What to work on:
Please restate each line of the data below exactly. Omit all images.

Records from a dataset

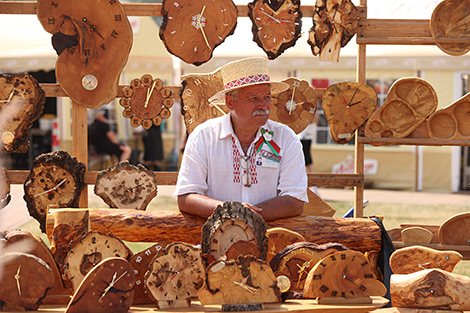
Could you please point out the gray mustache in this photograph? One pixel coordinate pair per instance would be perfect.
(260, 112)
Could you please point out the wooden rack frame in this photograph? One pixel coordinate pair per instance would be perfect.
(370, 31)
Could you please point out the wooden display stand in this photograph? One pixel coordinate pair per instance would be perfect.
(377, 31)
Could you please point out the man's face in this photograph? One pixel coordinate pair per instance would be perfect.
(252, 106)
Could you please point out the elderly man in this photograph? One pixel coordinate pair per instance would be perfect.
(243, 156)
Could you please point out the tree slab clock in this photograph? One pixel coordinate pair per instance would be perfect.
(277, 24)
(334, 24)
(192, 29)
(93, 39)
(21, 103)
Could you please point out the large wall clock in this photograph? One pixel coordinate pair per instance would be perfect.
(93, 39)
(277, 24)
(192, 29)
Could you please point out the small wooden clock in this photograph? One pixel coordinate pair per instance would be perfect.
(192, 29)
(93, 39)
(21, 103)
(344, 274)
(56, 179)
(230, 223)
(146, 102)
(175, 277)
(276, 24)
(126, 186)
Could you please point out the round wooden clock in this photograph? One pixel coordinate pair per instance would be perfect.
(86, 252)
(21, 103)
(347, 106)
(276, 24)
(343, 274)
(230, 223)
(126, 186)
(25, 281)
(295, 106)
(107, 288)
(55, 179)
(175, 277)
(93, 39)
(140, 263)
(5, 195)
(192, 29)
(296, 260)
(146, 102)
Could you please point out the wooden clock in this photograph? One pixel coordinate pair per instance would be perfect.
(276, 24)
(5, 195)
(344, 274)
(107, 288)
(191, 30)
(195, 93)
(296, 106)
(86, 252)
(140, 263)
(230, 223)
(21, 103)
(126, 186)
(175, 277)
(334, 24)
(55, 179)
(25, 281)
(296, 260)
(347, 106)
(146, 102)
(242, 281)
(93, 39)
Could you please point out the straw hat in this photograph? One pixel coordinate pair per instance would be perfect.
(245, 72)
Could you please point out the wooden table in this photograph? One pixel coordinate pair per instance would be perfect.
(292, 306)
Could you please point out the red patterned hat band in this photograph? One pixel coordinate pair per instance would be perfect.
(258, 78)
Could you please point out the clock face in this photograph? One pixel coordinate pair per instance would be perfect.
(25, 281)
(295, 106)
(125, 186)
(107, 288)
(21, 103)
(192, 29)
(347, 106)
(55, 179)
(176, 275)
(296, 260)
(343, 274)
(276, 25)
(93, 39)
(146, 102)
(86, 252)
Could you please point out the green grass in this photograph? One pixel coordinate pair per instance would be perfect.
(394, 215)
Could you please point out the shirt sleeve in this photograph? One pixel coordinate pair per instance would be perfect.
(192, 176)
(293, 177)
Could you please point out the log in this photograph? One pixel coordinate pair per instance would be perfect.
(136, 226)
(430, 289)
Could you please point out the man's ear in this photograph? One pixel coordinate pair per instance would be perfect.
(229, 101)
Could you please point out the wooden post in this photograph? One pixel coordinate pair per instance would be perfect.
(80, 142)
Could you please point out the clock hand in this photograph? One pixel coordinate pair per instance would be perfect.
(52, 189)
(111, 284)
(17, 277)
(149, 94)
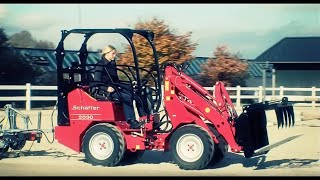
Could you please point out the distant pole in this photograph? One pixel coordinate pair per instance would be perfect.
(79, 16)
(264, 80)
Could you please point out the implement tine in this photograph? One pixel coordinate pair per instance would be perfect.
(291, 112)
(285, 114)
(279, 116)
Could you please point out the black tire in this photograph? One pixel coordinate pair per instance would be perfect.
(220, 149)
(188, 137)
(18, 145)
(4, 150)
(99, 135)
(130, 157)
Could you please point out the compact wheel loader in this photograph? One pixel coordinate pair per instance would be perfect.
(182, 118)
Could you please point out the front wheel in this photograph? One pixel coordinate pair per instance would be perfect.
(103, 144)
(191, 147)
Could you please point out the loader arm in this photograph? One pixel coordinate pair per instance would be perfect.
(188, 102)
(185, 99)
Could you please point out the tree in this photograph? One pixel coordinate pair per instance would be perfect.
(225, 67)
(169, 45)
(24, 39)
(13, 69)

Written solution:
Could you please point out the gray mustache in this photograph? One pixel coordinate pair per instance would be perfect.
(260, 112)
Could you please point out the wooden rack frame in this photograph? One pixel coordinate pair per instance would be perfect.
(370, 31)
Could you please point out the wooden display stand in this photograph? One pixel coordinate pair per instance would be perfect.
(377, 31)
Could you please point out the man's face in this photograph? One pixel coordinate pair per instance would be perfect.
(252, 106)
Could you please point out the elderly man in this photograph? One pixel coordinate pair per instance would be perfect.
(243, 156)
Could you please point out the tree slab clock in this photograph? One pixel coordinate pair per instance would be perfect.
(277, 24)
(334, 24)
(192, 29)
(93, 39)
(21, 103)
Could you please point out the large wall clock in this photograph? One pixel coordinate pair per instance would be perfect.
(93, 39)
(277, 24)
(192, 29)
Could you please point out the small wooden clock in this photograph? One pixel coordinate pair per instance would be perfect.
(192, 29)
(93, 39)
(21, 103)
(344, 274)
(56, 179)
(230, 223)
(146, 102)
(175, 277)
(276, 24)
(126, 186)
Could you please point out the round wooden clock in this photograph? One pixel coordinate pair per instance would be perfect.
(86, 252)
(21, 103)
(347, 106)
(276, 24)
(343, 274)
(230, 223)
(126, 186)
(25, 281)
(295, 106)
(107, 288)
(55, 179)
(175, 277)
(93, 39)
(140, 263)
(5, 195)
(192, 29)
(296, 260)
(146, 102)
Could you please point out the wooden clock in this photograph? One pixel coordinate pair per instance would be perfect.
(276, 24)
(5, 195)
(344, 274)
(107, 288)
(191, 30)
(195, 93)
(296, 106)
(86, 252)
(140, 263)
(230, 223)
(21, 103)
(126, 186)
(175, 277)
(334, 24)
(55, 179)
(25, 281)
(296, 260)
(347, 106)
(146, 102)
(242, 281)
(93, 39)
Could you please point out the straw hat in this photograph? One pixel coordinate pair per instance would be perfect.
(245, 72)
Could you please point out the wooden table in this photograph? One pixel coordinate pair per instance would be perfect.
(292, 306)
Could you please point out the red patterned hat band in this photograph? One pixel coordinate pair per instance would be perfect.
(258, 78)
Could you please point out the clock face in this photograph? One pixel coordinate pair per instance would be perfect.
(25, 281)
(295, 106)
(125, 186)
(107, 288)
(21, 103)
(192, 29)
(347, 106)
(55, 179)
(176, 275)
(296, 260)
(343, 274)
(276, 25)
(93, 39)
(146, 102)
(86, 252)
Could you please point out the green grass in this photograph? One pixel coordinate pair per instance would be perfect.
(394, 215)
Could you please point out the shirt sleeve in this photograph? One pixel coordinate pair per instance would be perfect.
(192, 176)
(293, 177)
Could you please point out the log in this photograph? One pixel coordinate pair per instance would be perfect.
(136, 226)
(430, 289)
Could you please point out the man's ear in this photograph? One pixel coordinate pair per instance would be perfect.
(229, 101)
Could you please point out the wooden post in this photograph? One pixel coordinate pair per instance would be perfect.
(80, 142)
Could you please point out the clock hand in this photograph? One pixel coordinate pair per instance would be perfect.
(52, 189)
(111, 284)
(17, 277)
(149, 94)
Could you please point out the distant pole in this photograph? One pixel coordinate pair per instance would be perfect.
(79, 16)
(264, 80)
Could you please point out the implement tine in this photograph? One pixel coordinate pair per instance would be perfect.
(291, 112)
(285, 114)
(279, 116)
Could you please point out the black tire in this photograph? One pixel coordinate pair per instance would be perfect.
(220, 149)
(188, 137)
(18, 145)
(4, 150)
(99, 135)
(130, 157)
Could you please point out the compact wheel loader in this photograph? One pixel coordinate pair per instance would be perfect.
(182, 118)
Could you please point out the front wheel in this photograph? One pixel coordinate pair per instance would be perfect.
(103, 144)
(191, 147)
Could you please point out the loader arm in this photograph? One pixel coordinate pair per instance would be perfect.
(188, 102)
(185, 99)
Could you please point out the tree in this photograph? One pixel coordinate pair per instance would be perfect.
(225, 67)
(169, 45)
(24, 39)
(13, 69)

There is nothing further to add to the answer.